* Page extract *
☆ ☆ ☆ ☆ ☆ ☆ ☆

H2/CO2 separation factor of the mixture gas at room temperature as a function of CO2 concentration in feed at 200 kPa feed pressure for DDR membrane [50].

But some appreciable gas separation results were found in the case of SAPO 34 membrane synthesized on SiO2 modified support. The SAPO 34 membrane synthesized on SiO2 modified support shows an appreciable hydrogen separation from CO2 and N2. Figure 15 shows the single gas permeation of H2 and CO2 at room temperature at different feed pressures. The synthesized membrane shows a relatively high hydrogen gas permeation value as compared with the literature values. Several factors might contribute to the higher hydrogen gas permeance through SAPO 34 zeolite membranes in this study. In general, the preferred orientation of the membrane layer plays a significant role in gas permeation. Generally, oriented porous paths exhibit superior performances compared with tortuous paths of randomly oriented pores of a membrane layer by minimizing the defect density and membrane resistance.

Figure 15.

Single gas permeation through SAPO 34 membrane at room temperature as a function of different feed pressures and separation selectivity of H2/CO2. The inset shows the comparison of separation selectivity of H2/CO2 by using SAPO 34 zeolite membrane prepared on the modified and nonmodified support surface [40].

☆ ☆ ☆ ☆ ☆ ☆ ☆

* Objectives *
- 1) Copy the passage on membrane gas separation from "But some appreciable" up to and including "and membrane resistance.".
- 2) Copy every line of the rows below that contains the word "beige".

* Given information *
☆ ☆ ☆ ☆ ☆ ☆ ☆

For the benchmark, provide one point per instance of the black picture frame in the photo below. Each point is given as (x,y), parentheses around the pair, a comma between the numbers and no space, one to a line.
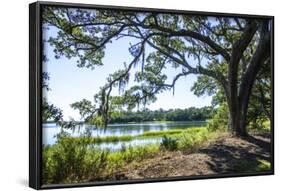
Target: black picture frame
(35,94)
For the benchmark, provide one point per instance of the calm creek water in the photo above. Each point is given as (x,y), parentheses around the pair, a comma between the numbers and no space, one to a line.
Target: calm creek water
(51,129)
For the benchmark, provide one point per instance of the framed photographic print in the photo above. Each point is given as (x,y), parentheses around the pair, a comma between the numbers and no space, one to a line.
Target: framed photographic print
(124,95)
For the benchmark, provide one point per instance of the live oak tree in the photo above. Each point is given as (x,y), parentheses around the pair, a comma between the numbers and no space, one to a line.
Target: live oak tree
(229,51)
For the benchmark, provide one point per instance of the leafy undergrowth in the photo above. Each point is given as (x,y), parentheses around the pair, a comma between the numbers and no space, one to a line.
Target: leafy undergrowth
(192,151)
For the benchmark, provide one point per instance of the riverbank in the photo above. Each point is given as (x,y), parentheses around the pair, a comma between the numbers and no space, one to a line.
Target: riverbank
(195,151)
(226,154)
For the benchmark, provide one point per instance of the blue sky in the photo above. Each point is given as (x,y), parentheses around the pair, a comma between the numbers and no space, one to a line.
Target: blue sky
(69,84)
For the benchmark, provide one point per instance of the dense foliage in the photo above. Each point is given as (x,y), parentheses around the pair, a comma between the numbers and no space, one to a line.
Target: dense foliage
(190,114)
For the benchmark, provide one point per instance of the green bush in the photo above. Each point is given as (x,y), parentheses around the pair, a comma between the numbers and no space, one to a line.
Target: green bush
(190,139)
(169,143)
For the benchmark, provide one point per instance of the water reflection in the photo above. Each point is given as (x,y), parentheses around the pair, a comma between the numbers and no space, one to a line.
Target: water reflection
(51,129)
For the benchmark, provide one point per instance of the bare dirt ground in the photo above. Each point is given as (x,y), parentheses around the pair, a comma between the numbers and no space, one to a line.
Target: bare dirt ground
(219,156)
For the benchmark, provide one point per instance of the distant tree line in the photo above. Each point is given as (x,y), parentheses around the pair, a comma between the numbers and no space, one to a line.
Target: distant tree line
(189,114)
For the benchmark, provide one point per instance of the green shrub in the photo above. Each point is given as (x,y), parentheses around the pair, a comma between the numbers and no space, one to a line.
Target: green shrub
(68,161)
(169,143)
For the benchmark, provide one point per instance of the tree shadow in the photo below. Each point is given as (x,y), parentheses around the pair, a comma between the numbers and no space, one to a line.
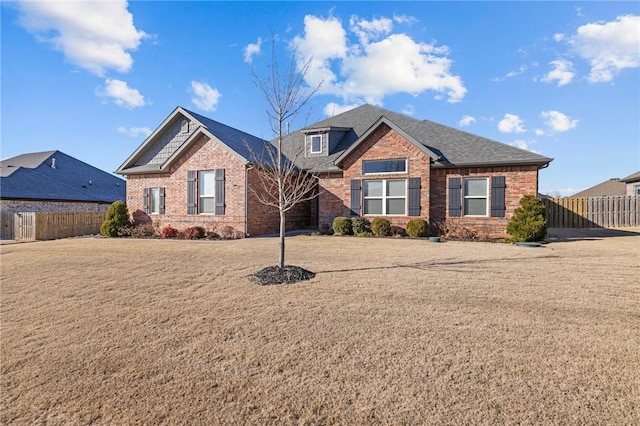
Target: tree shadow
(428,265)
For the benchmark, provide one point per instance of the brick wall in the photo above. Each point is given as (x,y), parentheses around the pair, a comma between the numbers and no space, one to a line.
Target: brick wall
(204,154)
(384,143)
(265,219)
(520,181)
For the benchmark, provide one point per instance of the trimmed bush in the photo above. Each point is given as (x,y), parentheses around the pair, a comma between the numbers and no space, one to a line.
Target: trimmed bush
(360,225)
(194,233)
(116,218)
(417,228)
(342,226)
(528,222)
(168,232)
(381,226)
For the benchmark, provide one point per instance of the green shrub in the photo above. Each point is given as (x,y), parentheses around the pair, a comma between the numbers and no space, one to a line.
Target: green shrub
(342,226)
(364,234)
(417,228)
(528,222)
(115,220)
(360,225)
(194,233)
(381,226)
(169,232)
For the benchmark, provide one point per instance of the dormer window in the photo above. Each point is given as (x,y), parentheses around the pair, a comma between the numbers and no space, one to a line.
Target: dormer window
(316,144)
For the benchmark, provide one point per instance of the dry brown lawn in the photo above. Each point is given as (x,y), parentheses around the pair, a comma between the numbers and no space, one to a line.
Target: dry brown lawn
(391,331)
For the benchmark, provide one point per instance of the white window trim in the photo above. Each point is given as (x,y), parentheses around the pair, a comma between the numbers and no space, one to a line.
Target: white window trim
(466,197)
(384,197)
(206,196)
(154,200)
(406,167)
(310,142)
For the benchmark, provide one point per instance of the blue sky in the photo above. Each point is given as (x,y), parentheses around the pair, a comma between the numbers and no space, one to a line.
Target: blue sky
(561,79)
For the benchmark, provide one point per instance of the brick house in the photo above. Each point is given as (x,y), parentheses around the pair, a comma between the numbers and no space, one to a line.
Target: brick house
(371,162)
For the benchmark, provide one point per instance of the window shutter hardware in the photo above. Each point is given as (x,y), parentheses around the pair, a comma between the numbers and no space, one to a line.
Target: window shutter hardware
(414,196)
(498,205)
(455,197)
(219,192)
(356,197)
(191,192)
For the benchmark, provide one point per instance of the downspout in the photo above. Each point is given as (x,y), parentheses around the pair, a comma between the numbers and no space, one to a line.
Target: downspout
(246,199)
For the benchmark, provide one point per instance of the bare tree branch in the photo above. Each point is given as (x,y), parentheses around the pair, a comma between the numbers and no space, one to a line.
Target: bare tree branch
(282,184)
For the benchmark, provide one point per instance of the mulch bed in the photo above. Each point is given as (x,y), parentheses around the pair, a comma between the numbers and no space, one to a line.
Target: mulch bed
(276,275)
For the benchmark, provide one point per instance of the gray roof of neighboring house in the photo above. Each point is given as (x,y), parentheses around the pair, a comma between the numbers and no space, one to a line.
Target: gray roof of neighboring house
(632,178)
(449,146)
(32,177)
(609,187)
(240,143)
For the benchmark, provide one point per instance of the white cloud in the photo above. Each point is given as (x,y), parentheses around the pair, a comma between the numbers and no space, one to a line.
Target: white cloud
(251,50)
(557,121)
(366,30)
(204,96)
(467,120)
(375,63)
(333,108)
(405,19)
(94,35)
(511,124)
(134,132)
(120,93)
(562,72)
(609,47)
(408,109)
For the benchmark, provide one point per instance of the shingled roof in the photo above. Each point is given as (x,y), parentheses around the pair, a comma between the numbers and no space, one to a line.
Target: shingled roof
(448,147)
(56,176)
(157,153)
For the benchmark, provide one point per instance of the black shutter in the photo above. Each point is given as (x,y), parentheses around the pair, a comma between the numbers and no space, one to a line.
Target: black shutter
(414,196)
(161,207)
(191,192)
(219,191)
(356,191)
(145,200)
(498,205)
(455,197)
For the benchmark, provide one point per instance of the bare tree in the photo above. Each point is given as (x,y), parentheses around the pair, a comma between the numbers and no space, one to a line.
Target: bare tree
(283,184)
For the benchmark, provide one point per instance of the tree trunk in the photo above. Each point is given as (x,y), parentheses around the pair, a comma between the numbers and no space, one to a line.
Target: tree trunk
(282,239)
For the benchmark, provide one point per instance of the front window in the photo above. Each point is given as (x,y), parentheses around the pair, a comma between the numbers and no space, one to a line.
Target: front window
(155,200)
(206,188)
(476,197)
(370,167)
(385,197)
(316,144)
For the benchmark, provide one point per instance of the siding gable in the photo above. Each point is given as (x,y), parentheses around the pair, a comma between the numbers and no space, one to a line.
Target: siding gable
(168,143)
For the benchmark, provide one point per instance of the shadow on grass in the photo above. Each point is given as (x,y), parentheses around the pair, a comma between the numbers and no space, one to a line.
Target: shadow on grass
(426,266)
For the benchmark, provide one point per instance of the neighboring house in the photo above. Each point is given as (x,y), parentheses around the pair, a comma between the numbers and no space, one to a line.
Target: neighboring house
(632,183)
(52,181)
(609,187)
(371,162)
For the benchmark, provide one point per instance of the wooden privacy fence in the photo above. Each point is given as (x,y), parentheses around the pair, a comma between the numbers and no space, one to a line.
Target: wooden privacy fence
(593,212)
(32,226)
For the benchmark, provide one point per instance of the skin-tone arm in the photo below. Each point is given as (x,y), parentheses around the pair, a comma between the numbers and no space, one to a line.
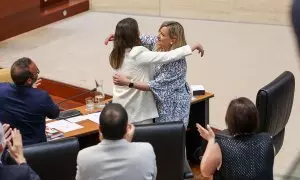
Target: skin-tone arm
(130,132)
(15,148)
(212,158)
(122,80)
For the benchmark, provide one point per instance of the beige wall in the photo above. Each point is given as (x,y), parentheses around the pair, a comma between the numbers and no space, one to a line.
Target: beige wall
(256,11)
(143,7)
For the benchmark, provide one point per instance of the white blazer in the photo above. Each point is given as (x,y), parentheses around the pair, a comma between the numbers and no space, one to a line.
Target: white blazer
(137,65)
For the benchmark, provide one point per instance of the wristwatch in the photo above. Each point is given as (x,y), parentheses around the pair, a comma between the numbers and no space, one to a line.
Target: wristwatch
(131,84)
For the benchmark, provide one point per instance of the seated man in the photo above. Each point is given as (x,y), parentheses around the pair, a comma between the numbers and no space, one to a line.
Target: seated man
(24,107)
(116,157)
(15,172)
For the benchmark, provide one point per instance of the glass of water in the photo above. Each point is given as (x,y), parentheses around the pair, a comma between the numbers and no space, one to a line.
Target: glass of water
(99,95)
(89,104)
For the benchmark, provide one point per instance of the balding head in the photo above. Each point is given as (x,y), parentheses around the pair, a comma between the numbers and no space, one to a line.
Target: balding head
(113,122)
(24,72)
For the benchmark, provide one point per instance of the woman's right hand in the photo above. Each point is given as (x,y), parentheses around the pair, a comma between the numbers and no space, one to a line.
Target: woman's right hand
(198,47)
(15,148)
(206,134)
(111,37)
(120,80)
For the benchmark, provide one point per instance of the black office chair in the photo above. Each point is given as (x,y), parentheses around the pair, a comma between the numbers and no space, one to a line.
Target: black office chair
(52,160)
(168,141)
(274,103)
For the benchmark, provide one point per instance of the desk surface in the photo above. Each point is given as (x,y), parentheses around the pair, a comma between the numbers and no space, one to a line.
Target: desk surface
(90,127)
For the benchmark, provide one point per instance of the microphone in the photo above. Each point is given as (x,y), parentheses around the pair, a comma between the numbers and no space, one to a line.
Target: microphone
(83,93)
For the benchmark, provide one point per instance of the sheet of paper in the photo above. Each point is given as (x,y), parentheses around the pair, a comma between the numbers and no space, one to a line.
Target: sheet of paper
(197,87)
(93,117)
(77,119)
(64,126)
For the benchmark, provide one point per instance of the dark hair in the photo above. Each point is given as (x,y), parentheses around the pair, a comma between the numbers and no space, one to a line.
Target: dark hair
(20,71)
(295,17)
(113,121)
(242,116)
(126,36)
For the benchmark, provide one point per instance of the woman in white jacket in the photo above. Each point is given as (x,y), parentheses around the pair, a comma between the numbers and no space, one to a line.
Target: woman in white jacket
(130,58)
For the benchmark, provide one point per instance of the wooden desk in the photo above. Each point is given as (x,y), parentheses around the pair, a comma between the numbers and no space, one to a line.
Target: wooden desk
(199,113)
(88,135)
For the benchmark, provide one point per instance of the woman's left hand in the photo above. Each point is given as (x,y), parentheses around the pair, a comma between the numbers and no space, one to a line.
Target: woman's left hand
(206,134)
(120,80)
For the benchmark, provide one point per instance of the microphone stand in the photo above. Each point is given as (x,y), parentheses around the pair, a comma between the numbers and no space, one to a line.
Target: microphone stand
(73,97)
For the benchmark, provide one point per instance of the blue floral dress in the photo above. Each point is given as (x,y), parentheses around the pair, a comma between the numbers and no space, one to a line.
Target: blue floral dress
(169,87)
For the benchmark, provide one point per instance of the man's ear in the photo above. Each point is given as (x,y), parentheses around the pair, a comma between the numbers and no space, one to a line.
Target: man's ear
(29,81)
(174,40)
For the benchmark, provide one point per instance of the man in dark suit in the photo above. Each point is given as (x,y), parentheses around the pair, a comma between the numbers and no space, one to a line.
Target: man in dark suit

☆ ☆ ☆ ☆ ☆ ☆ ☆

* The responses *
- 1)
But some appreciable gas separation results were found in the case of SAPO 34 membrane synthesized on SiO2 modified support. The SAPO 34 membrane synthesized on SiO2 modified support shows an appreciable hydrogen separation from CO2 and N2. Figure 15 shows the single gas permeation of H2 and CO2 at room temperature at different feed pressures. The synthesized membrane shows a relatively high hydrogen gas permeation value as compared with the literature values. Several factors might contribute to the higher hydrogen gas permeance through SAPO 34 zeolite membranes in this study. In general, the preferred orientation of the membrane layer plays a significant role in gas permeation. Generally, oriented porous paths exhibit superior performances compared with tortuous paths of randomly oriented pores of a membrane layer by minimizing the defect density and membrane resistance.

- 2)
For the benchmark, provide one point per instance of the beige wall in the photo above. Each point is given as (x,y), parentheses around the pair, a comma between the numbers and no space, one to a line.
Target: beige wall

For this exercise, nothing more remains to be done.